▶ Exercise text
That, my children, must be lesson enough.
And just for the record, you condescending nurse-lady, I totally remembered what we talked about, because I put it in the paper. Who’s laughing now?
Wednesday, July 11, 2007
Every movie you see this summer is going to stink
You know, Spiderman 3 was actually really bad. If by now, you’re one of the seven people in the universe who didn’t go see it, don’t waste your eight bucks (ten if you go to Epic Theatres in Hendersonville). The combination of the extended dance scene, the three villains, and a side-plot involving Mary Jane that was never completely resolved, convoluted the story much too much to make for an enjoyable film.

▶ What is expected
From the blog entry, write out word for word the passage that opens with "Wednesday, July 11, 2007" and closes with "an enjoyable film.".

▶ Dataset extract
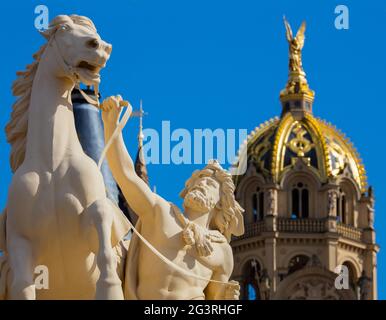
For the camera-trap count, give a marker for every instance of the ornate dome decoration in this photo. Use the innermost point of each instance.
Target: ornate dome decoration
(275, 146)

▶ Output of the exercise
Wednesday, July 11, 2007
Every movie you see this summer is going to stink
You know, Spiderman 3 was actually really bad. If by now, you’re one of the seven people in the universe who didn’t go see it, don’t waste your eight bucks (ten if you go to Epic Theatres in Hendersonville). The combination of the extended dance scene, the three villains, and a side-plot involving Mary Jane that was never completely resolved, convoluted the story much too much to make for an enjoyable film.